Task brief: Continue the remembrance of Jascha Heifetz below, picking up after its last sentence.

Text passage:
*** Block opens ***

Remembering Jascha Heifetz

Heifetz Week Dept.: He died on Dec. 10, 1987, after being hospitalized for a hip injury. He was 86 or 87, depending on the bio you consult. But even at the end he pursued his privacy, and registered at the hospital under the name Jim Hoyl, a moniker he used frequently, and which was attached to the middling hit song he wrote in the ’40s, “When You Make Love to Me, Don’t Make Believe.” If the piece below seems a bit on the fawning side, it’s not as bad as yesterday’s post. Besides, my musical hero now was gone for good.

                                                                                  

Jascha Heifetz in 1980
AT THE END, Jascha Heifetz achieved what no other public figure in this over-communicative era can hope to obtain: a history so confusing and contradictory that the sum of his life will only be measurable by his music. That’s a tough stunt to pull off, and it must have pleased him greatly.

*** Block closes ***

Given information:
*** Block opens ***

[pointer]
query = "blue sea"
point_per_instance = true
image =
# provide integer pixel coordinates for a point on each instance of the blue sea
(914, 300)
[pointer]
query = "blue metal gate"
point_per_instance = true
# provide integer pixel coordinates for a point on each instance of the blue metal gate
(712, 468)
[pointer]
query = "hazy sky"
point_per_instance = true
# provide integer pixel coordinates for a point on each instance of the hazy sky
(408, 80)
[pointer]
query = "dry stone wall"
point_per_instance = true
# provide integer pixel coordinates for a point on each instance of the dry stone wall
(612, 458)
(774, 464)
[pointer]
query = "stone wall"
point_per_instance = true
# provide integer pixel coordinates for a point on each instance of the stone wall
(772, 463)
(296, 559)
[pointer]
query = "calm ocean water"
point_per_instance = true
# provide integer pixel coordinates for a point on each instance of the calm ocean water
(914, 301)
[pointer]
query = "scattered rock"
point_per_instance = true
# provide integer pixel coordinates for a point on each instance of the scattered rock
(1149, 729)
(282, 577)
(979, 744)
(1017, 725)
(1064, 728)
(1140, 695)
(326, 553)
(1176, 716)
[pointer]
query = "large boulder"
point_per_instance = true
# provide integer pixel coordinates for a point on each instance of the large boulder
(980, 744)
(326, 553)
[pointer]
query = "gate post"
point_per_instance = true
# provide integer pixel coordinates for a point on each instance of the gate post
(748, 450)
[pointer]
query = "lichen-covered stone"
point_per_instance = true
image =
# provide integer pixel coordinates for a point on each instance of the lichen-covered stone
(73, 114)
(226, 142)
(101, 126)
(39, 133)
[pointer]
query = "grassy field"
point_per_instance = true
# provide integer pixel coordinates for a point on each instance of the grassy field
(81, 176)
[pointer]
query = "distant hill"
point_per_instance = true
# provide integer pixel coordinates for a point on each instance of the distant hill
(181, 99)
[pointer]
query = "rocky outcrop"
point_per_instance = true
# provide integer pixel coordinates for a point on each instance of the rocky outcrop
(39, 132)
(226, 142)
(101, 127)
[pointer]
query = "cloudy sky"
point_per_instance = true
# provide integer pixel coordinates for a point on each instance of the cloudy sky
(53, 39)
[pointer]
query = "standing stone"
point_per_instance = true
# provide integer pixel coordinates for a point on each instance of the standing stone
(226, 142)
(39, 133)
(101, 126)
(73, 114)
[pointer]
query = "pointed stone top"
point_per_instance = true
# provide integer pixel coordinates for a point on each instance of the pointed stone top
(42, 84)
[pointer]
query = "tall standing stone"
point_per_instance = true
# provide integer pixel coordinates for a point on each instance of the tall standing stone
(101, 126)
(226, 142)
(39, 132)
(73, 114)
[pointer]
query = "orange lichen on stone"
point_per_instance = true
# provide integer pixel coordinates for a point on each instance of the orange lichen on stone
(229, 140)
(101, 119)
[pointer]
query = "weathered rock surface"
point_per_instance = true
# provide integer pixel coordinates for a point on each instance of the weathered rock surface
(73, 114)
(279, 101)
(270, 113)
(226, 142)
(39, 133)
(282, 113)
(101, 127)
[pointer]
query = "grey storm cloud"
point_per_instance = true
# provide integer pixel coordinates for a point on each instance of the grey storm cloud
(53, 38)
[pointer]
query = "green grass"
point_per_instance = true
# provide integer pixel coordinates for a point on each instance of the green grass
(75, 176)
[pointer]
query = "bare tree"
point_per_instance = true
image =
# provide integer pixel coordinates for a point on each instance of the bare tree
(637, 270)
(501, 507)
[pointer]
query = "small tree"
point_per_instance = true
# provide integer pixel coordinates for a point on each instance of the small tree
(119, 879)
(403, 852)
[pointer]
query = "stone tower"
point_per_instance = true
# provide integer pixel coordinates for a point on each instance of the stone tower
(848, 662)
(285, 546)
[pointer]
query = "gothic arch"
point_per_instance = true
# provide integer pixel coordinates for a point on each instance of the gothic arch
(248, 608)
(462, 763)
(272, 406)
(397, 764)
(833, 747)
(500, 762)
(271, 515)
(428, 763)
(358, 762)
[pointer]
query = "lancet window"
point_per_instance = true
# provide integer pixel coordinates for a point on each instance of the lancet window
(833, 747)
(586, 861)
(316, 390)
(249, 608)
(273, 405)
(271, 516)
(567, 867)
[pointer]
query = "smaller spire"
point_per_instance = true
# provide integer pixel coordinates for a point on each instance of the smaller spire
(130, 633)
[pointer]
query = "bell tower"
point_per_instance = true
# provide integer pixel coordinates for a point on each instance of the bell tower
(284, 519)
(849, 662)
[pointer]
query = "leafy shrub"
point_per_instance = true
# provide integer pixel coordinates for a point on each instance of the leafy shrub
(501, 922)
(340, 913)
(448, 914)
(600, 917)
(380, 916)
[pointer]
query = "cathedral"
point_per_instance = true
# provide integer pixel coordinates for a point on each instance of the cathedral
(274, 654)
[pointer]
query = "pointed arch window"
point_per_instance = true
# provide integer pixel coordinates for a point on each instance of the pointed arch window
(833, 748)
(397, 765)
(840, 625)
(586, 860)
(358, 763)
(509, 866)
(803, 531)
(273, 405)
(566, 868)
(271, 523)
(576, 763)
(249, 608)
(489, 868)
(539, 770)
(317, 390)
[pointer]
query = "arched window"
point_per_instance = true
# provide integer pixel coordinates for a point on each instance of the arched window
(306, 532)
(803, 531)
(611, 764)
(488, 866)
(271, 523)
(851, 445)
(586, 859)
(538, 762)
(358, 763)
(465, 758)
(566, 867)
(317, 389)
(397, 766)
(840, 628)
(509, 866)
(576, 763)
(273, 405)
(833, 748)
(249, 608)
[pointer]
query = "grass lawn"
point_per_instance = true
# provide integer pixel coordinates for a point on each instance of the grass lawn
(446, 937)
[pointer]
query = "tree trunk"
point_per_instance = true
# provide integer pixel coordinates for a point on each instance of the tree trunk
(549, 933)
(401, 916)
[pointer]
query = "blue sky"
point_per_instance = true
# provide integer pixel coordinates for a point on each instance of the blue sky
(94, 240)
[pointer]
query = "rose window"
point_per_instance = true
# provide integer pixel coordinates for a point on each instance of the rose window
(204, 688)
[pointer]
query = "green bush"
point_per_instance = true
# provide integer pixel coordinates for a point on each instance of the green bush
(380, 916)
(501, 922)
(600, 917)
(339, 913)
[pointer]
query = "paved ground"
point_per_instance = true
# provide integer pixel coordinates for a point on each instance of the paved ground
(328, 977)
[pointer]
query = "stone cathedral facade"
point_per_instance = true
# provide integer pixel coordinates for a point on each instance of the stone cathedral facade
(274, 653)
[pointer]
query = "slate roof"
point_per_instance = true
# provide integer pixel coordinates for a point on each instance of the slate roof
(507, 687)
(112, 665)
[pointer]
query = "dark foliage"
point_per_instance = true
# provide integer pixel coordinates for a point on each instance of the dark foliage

*** Block closes ***

Output below:
To piece together the many magazine articles written about him during his lifetime is to discover a patchwork of contradictory material and opinions. What does emerge, consistently, article after article, is a portrait of a man with unflagging dedication to his art, imbued with a self-discipline so strong that it hurts to contemplate it.

Preparing for a 1964 concert in California, he was discovered by an associate practicing the finale of the Beethoven Violin Concerto at a fraction of his usual tempo – and this after having played the work in public several hundred times. “Heifetz got the kind of training you just don’t get anymore,” said Erick Friedman, one of the violinist’s most distinguished students. “It was phenomenal.”

Along with that came a perfectionism that led Jack Pfeiffer, for many years his producer at RCA Records, to declare that Heifetz had the best ear in the business. “He would spend a whole recording session just working on the balance between instruments. And then when we recorded him, he insisted that the engineer make no change in dynamics. ‘Keep your cotton pickin’ hands off the dials!’ he’d say.” The legendary acerbity was one of the last of a series of public postures, and a strong argument can be made that he was driven to it by the sycophants who clog the music business. As press rep Constance Hope observed, “... the only time his famous poker face is in evidence off the stage is when Mother No. 4,978 begins that famous conversational faux pas: ‘Mr. Heifetz, if you could only listen to my Jerome for just one number ...’”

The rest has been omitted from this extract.